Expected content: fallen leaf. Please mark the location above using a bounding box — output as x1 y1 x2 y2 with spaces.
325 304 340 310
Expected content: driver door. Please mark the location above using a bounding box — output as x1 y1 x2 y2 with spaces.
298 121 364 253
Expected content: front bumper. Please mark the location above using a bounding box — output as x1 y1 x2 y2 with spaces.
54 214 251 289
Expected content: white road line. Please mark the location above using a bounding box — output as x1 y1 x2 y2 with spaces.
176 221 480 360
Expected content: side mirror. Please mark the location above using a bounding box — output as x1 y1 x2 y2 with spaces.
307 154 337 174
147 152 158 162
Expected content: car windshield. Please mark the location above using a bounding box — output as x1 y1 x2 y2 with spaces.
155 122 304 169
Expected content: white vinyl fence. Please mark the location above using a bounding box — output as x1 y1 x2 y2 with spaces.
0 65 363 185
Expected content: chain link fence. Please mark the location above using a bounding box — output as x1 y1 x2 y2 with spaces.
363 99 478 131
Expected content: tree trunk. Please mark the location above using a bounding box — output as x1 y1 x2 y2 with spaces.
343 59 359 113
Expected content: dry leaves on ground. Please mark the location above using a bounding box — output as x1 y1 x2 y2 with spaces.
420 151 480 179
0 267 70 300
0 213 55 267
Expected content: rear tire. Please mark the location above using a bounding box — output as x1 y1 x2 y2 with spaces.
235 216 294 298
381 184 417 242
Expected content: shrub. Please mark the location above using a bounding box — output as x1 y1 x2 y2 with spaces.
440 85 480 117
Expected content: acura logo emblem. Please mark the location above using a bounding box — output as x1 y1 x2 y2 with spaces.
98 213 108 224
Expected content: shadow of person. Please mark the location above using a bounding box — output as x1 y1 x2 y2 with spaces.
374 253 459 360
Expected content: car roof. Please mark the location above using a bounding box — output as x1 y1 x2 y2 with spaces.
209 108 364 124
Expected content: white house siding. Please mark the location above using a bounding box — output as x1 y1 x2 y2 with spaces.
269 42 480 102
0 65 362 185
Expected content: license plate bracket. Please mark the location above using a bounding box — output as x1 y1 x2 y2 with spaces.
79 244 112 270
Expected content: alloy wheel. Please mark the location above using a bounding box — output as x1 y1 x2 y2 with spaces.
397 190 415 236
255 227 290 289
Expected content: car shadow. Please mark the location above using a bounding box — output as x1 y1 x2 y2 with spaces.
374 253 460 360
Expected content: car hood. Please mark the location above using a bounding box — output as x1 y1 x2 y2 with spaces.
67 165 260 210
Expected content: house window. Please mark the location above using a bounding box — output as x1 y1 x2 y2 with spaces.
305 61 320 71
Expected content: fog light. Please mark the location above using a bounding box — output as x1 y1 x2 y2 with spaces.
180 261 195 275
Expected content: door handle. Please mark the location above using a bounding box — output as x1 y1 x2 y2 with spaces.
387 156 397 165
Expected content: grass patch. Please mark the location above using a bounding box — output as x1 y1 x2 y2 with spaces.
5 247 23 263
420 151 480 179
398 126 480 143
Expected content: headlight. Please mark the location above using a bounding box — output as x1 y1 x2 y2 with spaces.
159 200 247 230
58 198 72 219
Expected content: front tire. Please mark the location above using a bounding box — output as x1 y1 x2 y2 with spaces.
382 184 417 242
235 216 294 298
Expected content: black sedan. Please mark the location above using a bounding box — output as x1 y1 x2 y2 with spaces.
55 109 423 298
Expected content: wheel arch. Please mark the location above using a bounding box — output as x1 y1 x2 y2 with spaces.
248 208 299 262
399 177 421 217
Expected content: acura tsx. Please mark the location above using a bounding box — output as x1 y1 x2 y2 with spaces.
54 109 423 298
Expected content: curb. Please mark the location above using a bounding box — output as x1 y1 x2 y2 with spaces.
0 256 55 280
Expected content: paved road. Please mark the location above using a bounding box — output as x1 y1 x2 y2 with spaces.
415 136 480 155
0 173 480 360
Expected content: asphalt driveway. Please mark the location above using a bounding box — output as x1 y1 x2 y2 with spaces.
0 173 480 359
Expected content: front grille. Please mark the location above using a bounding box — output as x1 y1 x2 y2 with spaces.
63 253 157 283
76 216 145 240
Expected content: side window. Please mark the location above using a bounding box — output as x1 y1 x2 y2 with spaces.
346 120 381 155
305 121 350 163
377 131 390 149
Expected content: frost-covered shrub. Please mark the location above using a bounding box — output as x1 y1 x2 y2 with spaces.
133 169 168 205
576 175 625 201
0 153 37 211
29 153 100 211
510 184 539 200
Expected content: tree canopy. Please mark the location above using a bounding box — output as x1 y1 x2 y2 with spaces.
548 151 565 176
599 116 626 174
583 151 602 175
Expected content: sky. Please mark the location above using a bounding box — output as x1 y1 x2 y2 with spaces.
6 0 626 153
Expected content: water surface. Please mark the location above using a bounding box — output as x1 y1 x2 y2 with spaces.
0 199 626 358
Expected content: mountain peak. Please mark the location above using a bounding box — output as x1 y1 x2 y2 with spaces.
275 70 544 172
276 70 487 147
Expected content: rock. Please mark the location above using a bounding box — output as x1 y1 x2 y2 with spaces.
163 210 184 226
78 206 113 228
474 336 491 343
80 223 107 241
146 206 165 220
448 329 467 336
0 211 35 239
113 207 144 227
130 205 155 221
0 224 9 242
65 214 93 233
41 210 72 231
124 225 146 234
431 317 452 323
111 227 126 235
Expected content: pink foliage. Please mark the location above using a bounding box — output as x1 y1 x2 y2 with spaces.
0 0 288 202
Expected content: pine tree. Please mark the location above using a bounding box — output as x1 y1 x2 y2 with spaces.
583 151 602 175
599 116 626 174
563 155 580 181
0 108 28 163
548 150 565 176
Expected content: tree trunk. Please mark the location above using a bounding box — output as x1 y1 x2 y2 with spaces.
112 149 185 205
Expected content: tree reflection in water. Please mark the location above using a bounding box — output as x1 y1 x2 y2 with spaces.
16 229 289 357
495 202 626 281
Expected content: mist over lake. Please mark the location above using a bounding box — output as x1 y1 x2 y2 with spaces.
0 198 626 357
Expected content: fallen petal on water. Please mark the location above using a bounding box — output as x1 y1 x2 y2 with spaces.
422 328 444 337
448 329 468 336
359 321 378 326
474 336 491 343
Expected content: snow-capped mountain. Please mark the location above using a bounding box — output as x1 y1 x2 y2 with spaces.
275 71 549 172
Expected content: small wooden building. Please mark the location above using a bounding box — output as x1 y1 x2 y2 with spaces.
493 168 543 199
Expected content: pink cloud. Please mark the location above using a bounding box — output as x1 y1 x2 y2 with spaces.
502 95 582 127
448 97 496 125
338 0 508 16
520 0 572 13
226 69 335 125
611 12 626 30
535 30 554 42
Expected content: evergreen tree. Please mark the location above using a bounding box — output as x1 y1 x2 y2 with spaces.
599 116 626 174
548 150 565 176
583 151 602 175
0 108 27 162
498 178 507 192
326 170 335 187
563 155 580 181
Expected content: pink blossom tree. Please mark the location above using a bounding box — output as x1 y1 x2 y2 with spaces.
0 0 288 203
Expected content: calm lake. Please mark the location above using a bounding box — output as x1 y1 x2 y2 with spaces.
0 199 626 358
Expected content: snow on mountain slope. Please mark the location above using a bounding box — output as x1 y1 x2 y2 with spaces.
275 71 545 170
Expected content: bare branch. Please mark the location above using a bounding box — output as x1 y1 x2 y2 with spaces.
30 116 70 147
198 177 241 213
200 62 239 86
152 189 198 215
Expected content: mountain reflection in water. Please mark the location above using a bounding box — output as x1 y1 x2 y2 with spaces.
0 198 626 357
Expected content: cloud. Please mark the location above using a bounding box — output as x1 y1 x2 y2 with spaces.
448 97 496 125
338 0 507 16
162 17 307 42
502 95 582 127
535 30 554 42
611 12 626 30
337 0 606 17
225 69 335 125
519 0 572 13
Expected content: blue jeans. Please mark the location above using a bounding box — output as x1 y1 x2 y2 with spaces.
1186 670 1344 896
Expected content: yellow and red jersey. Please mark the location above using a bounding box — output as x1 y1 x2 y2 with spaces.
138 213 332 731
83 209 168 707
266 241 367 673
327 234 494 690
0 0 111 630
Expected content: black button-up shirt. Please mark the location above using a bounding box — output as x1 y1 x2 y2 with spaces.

(What to work on) Can you write out, word for word, the part of the material above that opens with the line containing "Expected content: tree reflection" and closes with the line containing "152 189 198 215", including both of those lines?

(The output)
Expected content: tree reflection in water. Please mark the location above using a bounding box — output as x1 y1 x2 y2 with spaces.
16 229 289 357
495 202 626 281
Expected content: mist over lake. Please mark the location above using a bounding box — output as x1 y1 x2 y2 with spaces.
0 198 626 357
Expected content: fallen petal on water. Please mark the location above using a bounding box — output as x1 y1 x2 y2 with spaces.
422 328 444 337
448 329 468 336
359 321 378 326
474 336 491 343
Expected content: snow-capped mountain. Please mark the location above using a bounding box — output as x1 y1 x2 y2 with spaces.
275 71 549 172
Expected content: small wooden building. Please mark the location above using a bounding box — output as x1 y1 x2 y2 with spaces.
493 168 543 199
Expected content: pink cloud. Please mark the location above using a bounding box — output as x1 y1 x2 y2 with spaces.
502 95 582 127
448 97 496 125
338 0 508 16
520 0 572 13
226 69 335 125
611 12 626 30
535 30 554 42
Expected content: evergreen tree. Please mark the location above using a bounding box — output as x1 y1 x2 y2 with spaces.
599 116 626 174
548 150 565 176
583 151 602 175
0 108 27 162
498 178 507 192
326 170 335 187
563 155 580 181
Expected content: pink blossom tree. Please mark the location above using a bounding box — output as x1 y1 x2 y2 with spaces.
0 0 288 203
Expected content: calm lake. Please mark the location above using a bounding box — output as x1 y1 x2 y2 with spaces.
0 199 626 358
Expected content: snow on mountain slope. Please mark the location above using a bounding box — output as x1 y1 x2 y2 with spaces.
275 71 545 170
Expected content: bare branch. Please mark the location above using a bounding box — output as x1 y1 x2 y2 with spaces.
30 116 70 147
198 177 241 213
200 62 239 86
152 189 198 215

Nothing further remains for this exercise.